---------- GIVEN ENTRIES ----------

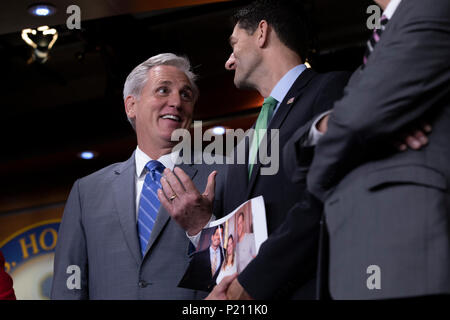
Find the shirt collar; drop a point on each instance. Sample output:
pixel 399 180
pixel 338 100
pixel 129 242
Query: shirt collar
pixel 212 251
pixel 281 89
pixel 141 159
pixel 391 7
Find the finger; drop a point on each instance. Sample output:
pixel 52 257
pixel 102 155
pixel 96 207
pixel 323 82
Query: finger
pixel 226 281
pixel 421 137
pixel 426 127
pixel 400 146
pixel 164 201
pixel 167 189
pixel 174 183
pixel 210 186
pixel 413 143
pixel 189 186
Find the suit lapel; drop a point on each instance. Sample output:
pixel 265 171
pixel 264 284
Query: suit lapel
pixel 163 216
pixel 285 107
pixel 125 197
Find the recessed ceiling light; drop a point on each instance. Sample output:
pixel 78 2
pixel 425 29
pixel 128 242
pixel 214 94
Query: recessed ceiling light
pixel 87 155
pixel 42 9
pixel 218 131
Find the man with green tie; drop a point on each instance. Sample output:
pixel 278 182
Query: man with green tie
pixel 270 45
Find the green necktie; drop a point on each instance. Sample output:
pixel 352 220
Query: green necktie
pixel 260 129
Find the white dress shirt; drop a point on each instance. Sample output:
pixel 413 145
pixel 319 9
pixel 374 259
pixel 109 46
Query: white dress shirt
pixel 279 92
pixel 141 159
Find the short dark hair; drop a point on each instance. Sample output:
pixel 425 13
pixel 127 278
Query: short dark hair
pixel 287 17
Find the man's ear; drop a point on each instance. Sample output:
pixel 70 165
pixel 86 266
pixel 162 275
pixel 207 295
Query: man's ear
pixel 130 107
pixel 263 30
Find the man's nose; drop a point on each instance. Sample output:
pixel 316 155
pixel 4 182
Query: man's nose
pixel 175 100
pixel 231 63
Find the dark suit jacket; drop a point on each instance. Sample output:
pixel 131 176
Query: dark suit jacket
pixel 387 208
pixel 198 275
pixel 6 285
pixel 277 271
pixel 98 234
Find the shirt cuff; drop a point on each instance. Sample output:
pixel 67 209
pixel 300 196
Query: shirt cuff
pixel 314 134
pixel 195 239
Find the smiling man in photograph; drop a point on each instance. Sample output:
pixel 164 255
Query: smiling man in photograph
pixel 116 241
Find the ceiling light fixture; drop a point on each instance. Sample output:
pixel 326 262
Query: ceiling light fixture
pixel 87 155
pixel 218 131
pixel 42 9
pixel 41 40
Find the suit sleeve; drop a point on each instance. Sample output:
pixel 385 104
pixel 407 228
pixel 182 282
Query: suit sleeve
pixel 298 156
pixel 6 283
pixel 70 279
pixel 405 76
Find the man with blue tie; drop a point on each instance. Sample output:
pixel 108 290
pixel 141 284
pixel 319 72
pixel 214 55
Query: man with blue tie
pixel 116 241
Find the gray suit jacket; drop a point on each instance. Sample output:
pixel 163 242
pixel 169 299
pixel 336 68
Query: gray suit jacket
pixel 387 208
pixel 98 234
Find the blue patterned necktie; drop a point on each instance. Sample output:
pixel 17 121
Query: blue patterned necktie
pixel 149 203
pixel 376 35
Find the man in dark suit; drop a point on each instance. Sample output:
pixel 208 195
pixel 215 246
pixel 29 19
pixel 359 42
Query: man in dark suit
pixel 6 284
pixel 115 241
pixel 387 212
pixel 205 264
pixel 270 43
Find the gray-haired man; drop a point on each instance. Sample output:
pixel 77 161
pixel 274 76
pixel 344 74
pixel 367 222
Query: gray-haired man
pixel 115 240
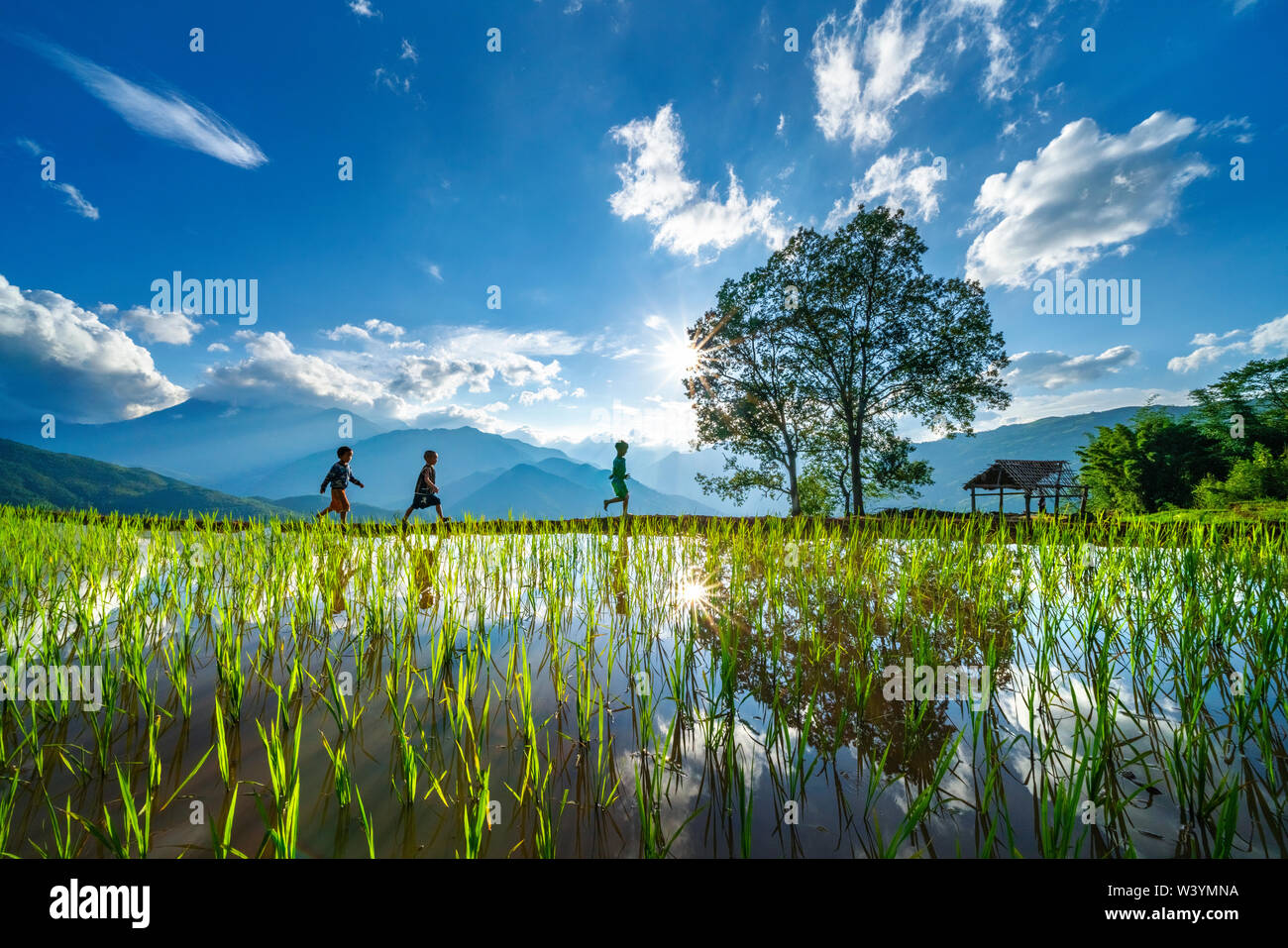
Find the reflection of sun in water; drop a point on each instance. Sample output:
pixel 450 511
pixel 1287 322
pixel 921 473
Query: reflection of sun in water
pixel 694 592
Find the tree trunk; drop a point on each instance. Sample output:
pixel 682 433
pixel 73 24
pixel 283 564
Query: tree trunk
pixel 855 475
pixel 794 488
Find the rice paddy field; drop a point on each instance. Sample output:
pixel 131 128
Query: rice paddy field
pixel 643 689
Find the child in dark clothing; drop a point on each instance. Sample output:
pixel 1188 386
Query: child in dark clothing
pixel 339 478
pixel 426 489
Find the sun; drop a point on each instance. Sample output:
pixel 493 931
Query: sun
pixel 677 357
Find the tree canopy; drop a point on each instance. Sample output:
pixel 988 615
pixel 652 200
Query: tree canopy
pixel 809 363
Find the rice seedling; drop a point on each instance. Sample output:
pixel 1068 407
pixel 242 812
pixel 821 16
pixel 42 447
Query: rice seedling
pixel 745 660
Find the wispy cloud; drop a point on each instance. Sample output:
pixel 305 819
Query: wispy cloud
pixel 163 114
pixel 686 222
pixel 901 180
pixel 1269 338
pixel 77 200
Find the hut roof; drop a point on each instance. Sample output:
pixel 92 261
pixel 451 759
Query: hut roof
pixel 1024 475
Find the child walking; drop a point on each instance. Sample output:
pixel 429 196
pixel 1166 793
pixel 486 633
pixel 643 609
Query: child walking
pixel 618 479
pixel 339 478
pixel 426 489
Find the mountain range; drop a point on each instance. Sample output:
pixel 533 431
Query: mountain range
pixel 209 456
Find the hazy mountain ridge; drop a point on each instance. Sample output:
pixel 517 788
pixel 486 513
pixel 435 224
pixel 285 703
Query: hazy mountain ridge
pixel 243 458
pixel 67 481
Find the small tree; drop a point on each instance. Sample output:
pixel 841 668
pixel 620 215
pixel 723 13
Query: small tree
pixel 746 394
pixel 1146 466
pixel 1258 393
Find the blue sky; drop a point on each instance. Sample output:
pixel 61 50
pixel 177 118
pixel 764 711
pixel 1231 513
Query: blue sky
pixel 608 168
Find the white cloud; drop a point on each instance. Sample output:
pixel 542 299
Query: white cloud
pixel 897 178
pixel 999 80
pixel 1055 369
pixel 1025 408
pixel 381 327
pixel 347 331
pixel 656 188
pixel 863 71
pixel 1086 193
pixel 391 80
pixel 62 359
pixel 385 375
pixel 1244 129
pixel 1269 338
pixel 546 394
pixel 172 329
pixel 76 200
pixel 163 115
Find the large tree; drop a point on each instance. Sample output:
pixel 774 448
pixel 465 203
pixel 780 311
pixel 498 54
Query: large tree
pixel 747 395
pixel 875 337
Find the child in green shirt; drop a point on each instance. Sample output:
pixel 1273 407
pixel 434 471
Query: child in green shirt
pixel 618 479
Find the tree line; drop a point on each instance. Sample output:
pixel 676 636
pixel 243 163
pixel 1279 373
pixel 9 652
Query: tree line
pixel 1232 447
pixel 807 365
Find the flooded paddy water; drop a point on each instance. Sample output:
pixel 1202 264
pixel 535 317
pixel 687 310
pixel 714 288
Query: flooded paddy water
pixel 642 691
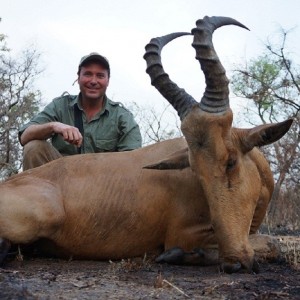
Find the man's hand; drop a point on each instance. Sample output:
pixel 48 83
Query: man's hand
pixel 70 134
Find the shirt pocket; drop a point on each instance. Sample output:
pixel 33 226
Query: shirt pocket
pixel 106 145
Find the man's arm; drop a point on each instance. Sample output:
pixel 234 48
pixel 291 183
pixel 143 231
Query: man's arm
pixel 70 134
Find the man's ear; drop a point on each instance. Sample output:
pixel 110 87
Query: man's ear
pixel 264 134
pixel 177 161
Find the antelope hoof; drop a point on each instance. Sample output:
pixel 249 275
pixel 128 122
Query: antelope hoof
pixel 233 267
pixel 4 248
pixel 172 256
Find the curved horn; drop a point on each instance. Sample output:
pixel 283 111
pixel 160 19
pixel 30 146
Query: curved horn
pixel 176 96
pixel 215 98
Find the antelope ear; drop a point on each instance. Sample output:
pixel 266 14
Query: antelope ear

----------

REQUIRED ACTION: Take the material above and output only the lines from the one that contains "Query: man with blue tie" through the one that contains "pixel 533 431", ends included and images left out.

TASK RESULT:
Query: man with blue tie
pixel 116 241
Find the gray suit jacket; drop a point on each instance. Sample output:
pixel 163 242
pixel 169 299
pixel 336 68
Query: gray suit jacket
pixel 387 208
pixel 98 234
Find the blue patterned necktie; drop a point on each instance. Sample output:
pixel 17 121
Query: blue patterned necktie
pixel 149 203
pixel 376 35
Find the man in dark suit; drop a point on each instance. Sample output:
pixel 208 195
pixel 215 246
pixel 29 19
pixel 359 42
Query: man in dark suit
pixel 6 284
pixel 115 241
pixel 387 212
pixel 205 264
pixel 270 43
Find the gray-haired man; drop a point on each instance. Sample output:
pixel 77 161
pixel 274 76
pixel 344 74
pixel 367 222
Query: gray-haired man
pixel 115 240
Find the reflection of sun in water; drop a point on each instance. Sample output:
pixel 450 511
pixel 1287 322
pixel 921 473
Query: reflection of sun in water
pixel 694 592
Find the tree trunk; drop a point on each instance. Sample output:
pixel 682 433
pixel 73 24
pixel 283 564
Query: tree trunk
pixel 855 475
pixel 794 488
Find the rice paddy field; drop a point on each instance. Sample output:
pixel 131 128
Query: rice paddy field
pixel 643 689
Find the child in dark clothing; drop a point on each instance. Sample output:
pixel 1188 386
Query: child in dark clothing
pixel 339 478
pixel 426 489
Find the sun; drop a point on each instance. Sample output:
pixel 493 931
Query: sun
pixel 677 357
Find the tree canopy; drop a point on each instance. Sample output:
pixel 988 615
pixel 652 200
Query: tree canopy
pixel 809 363
Find the rice seedling; drop a point on each instance. Sample output:
pixel 1068 407
pixel 242 812
pixel 821 16
pixel 42 447
Query: rice seedling
pixel 745 660
Find the wispy cloud; drop a point on each instance. Sample output:
pixel 305 819
Query: wispy cloud
pixel 163 114
pixel 686 222
pixel 901 180
pixel 1269 338
pixel 77 200
Find the hut roof; drop a point on each instance. Sample output:
pixel 92 261
pixel 451 759
Query: hut roof
pixel 1024 475
Find the child walking; drop a point on each instance. Sample output:
pixel 429 196
pixel 1166 793
pixel 486 633
pixel 643 609
Query: child walking
pixel 618 479
pixel 339 478
pixel 426 489
Find the mountain range; drop a point on each instance. Sample output:
pixel 533 431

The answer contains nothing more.